■ EXERCISE DIRECTIONS
Rewrite all the records below with every "photograph" changed to "image" and nothing else altered.

■ PROVIDED DATA
↓↓↓

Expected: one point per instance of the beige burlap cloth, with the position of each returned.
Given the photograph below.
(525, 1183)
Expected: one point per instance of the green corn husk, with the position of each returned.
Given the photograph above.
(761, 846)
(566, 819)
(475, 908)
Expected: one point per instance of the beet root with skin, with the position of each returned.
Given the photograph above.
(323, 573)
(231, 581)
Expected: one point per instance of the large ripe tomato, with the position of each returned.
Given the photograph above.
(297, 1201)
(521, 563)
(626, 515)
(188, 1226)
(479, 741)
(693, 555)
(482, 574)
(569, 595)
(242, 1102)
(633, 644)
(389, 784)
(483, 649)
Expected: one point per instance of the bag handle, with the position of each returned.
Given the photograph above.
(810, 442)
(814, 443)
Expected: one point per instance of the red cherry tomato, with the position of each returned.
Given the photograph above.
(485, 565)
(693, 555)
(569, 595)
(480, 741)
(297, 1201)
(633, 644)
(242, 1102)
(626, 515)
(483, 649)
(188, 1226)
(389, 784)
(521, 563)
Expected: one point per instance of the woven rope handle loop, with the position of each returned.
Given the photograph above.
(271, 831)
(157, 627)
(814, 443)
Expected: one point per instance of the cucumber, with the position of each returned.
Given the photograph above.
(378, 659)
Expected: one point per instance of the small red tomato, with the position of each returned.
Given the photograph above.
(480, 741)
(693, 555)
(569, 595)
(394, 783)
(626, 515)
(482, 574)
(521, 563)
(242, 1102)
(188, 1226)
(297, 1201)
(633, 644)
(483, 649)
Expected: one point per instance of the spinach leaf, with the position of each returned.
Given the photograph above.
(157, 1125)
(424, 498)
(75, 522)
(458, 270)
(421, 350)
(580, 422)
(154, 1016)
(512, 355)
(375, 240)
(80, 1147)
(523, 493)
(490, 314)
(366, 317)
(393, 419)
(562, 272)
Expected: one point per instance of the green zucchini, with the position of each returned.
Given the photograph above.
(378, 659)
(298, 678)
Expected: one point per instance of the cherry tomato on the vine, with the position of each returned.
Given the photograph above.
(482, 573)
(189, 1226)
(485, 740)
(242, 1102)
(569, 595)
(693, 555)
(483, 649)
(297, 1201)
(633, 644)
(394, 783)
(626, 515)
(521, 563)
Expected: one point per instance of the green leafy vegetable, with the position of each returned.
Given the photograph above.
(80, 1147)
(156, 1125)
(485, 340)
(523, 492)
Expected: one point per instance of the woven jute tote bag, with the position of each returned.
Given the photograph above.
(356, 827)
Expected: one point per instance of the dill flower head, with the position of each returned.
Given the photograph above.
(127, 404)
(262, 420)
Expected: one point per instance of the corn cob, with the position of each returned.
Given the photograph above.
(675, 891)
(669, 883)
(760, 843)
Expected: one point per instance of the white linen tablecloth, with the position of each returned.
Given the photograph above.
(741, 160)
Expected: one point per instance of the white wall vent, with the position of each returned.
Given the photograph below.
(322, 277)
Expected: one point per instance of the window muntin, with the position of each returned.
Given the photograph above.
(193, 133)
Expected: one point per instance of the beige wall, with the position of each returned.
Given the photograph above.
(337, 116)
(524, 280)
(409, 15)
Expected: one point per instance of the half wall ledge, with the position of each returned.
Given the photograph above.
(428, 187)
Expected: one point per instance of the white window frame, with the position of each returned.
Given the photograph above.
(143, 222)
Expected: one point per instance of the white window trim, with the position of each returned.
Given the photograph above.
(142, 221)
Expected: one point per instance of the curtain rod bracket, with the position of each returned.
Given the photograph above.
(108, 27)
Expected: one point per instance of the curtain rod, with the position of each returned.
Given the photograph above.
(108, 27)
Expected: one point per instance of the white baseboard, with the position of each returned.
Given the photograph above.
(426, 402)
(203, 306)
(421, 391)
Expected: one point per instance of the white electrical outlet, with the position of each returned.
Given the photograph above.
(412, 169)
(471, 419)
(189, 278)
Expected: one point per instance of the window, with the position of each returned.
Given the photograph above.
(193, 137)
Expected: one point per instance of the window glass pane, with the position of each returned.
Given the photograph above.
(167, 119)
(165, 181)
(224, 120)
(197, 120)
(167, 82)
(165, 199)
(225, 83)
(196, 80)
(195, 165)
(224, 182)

↑↑↑

■ SOLUTION
Expected: one point per instance of the beige burlap cloth, with the position of each returned.
Given the image below.
(525, 1183)
Expected: one point per instance of the green corn husk, with the position of each returned.
Given the image above.
(761, 846)
(566, 819)
(475, 908)
Expected: one point per instance of the beet root with skin, with the position of each returned.
Given the image above.
(323, 573)
(231, 581)
Expected: one point per instance of the large ripe tomato, with the position of each returned.
Given the image above.
(297, 1201)
(521, 563)
(626, 515)
(188, 1226)
(479, 741)
(693, 555)
(482, 574)
(569, 595)
(242, 1102)
(633, 644)
(389, 784)
(483, 649)
Expected: one point per instance of the bag handle, with the position of each returned.
Given the image above.
(810, 442)
(814, 443)
Expected: one point per instance of the red cherry tomato, with the position of each returned.
Given the image above.
(485, 565)
(693, 555)
(569, 595)
(480, 741)
(297, 1201)
(633, 644)
(242, 1102)
(626, 515)
(483, 649)
(188, 1226)
(389, 784)
(521, 563)
Expected: one point per instance of the woven rope handle loop, with the position of each returned.
Given the image above.
(271, 831)
(157, 627)
(814, 443)
Expected: one point per instance of the cucumber, with the position of each returned.
Given the image above.
(378, 659)
Expected: one point per instance of the small red tomato, with the position of each returned.
Given the image above.
(480, 741)
(693, 555)
(569, 595)
(394, 783)
(626, 515)
(482, 574)
(521, 563)
(242, 1102)
(188, 1226)
(297, 1201)
(633, 644)
(483, 649)
Expected: one point per instance of the spinach leaf, with the position of each returned.
Given the image above.
(157, 1125)
(424, 498)
(75, 522)
(458, 270)
(421, 350)
(580, 422)
(154, 1016)
(512, 355)
(375, 240)
(80, 1147)
(523, 493)
(490, 314)
(366, 317)
(393, 419)
(562, 272)
Expected: one point per instance of the green zucchini, with the position of each returned.
Given the image above.
(378, 659)
(298, 678)
Expected: one point per instance of the cherry tomato on the vine, with the position of each returned.
Given the image above.
(482, 573)
(189, 1226)
(485, 740)
(242, 1102)
(569, 595)
(693, 555)
(483, 649)
(297, 1201)
(633, 644)
(394, 783)
(626, 515)
(521, 563)
Expected: one point per instance of the green leafy vegetable, with the position of each returned.
Given the image above.
(80, 1147)
(156, 1125)
(485, 340)
(523, 492)
Expected: one point per instance of the woven jute tote bag, with the position of each returned.
Given the image above.
(356, 827)
Expected: one point per instance of the dill flower head, with the position of each returned.
Given the image above.
(127, 404)
(262, 420)
Expected: one point per instance of the corn cob, with the position of each returned.
Given the image above.
(675, 891)
(669, 883)
(760, 843)
Expected: one point per instance of the white linen tablecloth, with the position of each returned.
Given the image above.
(741, 160)
Expected: one point per instance of the white wall vent, with the position of each returned.
Given the image below.
(322, 277)
Expected: one point per instance of the window muntin, with the position of each returned.
Given the image above.
(193, 133)
Expected: one point per instance of the beige wall, with the position of each returned.
Given the image above.
(337, 116)
(524, 280)
(409, 15)
Expected: one point per instance of the half wall ledge, with the position of each returned.
Given the image above.
(428, 187)
Expected: one point per instance of the white window frame, with the position of each returned.
Given the image above.
(143, 222)
Expected: one point per instance of the white window trim, with the position of each returned.
Given the image above.
(142, 221)
Expected: one point per instance of the curtain rod bracket, with the position of each returned.
Given the image above.
(108, 27)
Expected: one point per instance of the curtain rod, with the position of each returned.
Given the image above.
(108, 27)
Expected: one point per instance of the white baseboard, with the position of each returned.
Given the image above.
(426, 402)
(203, 306)
(421, 391)
Expected: one point per instance of the white electrical outlet, with the position of each returned.
Given the image above.
(412, 169)
(471, 419)
(189, 278)
Expected: one point per instance of the window, with the position of each returned.
Given the image above.
(193, 137)
Expected: one point per instance of the window glass pane, with the position of each returned.
Given the image above.
(167, 119)
(165, 181)
(224, 120)
(197, 120)
(167, 82)
(165, 199)
(225, 83)
(196, 80)
(195, 165)
(224, 182)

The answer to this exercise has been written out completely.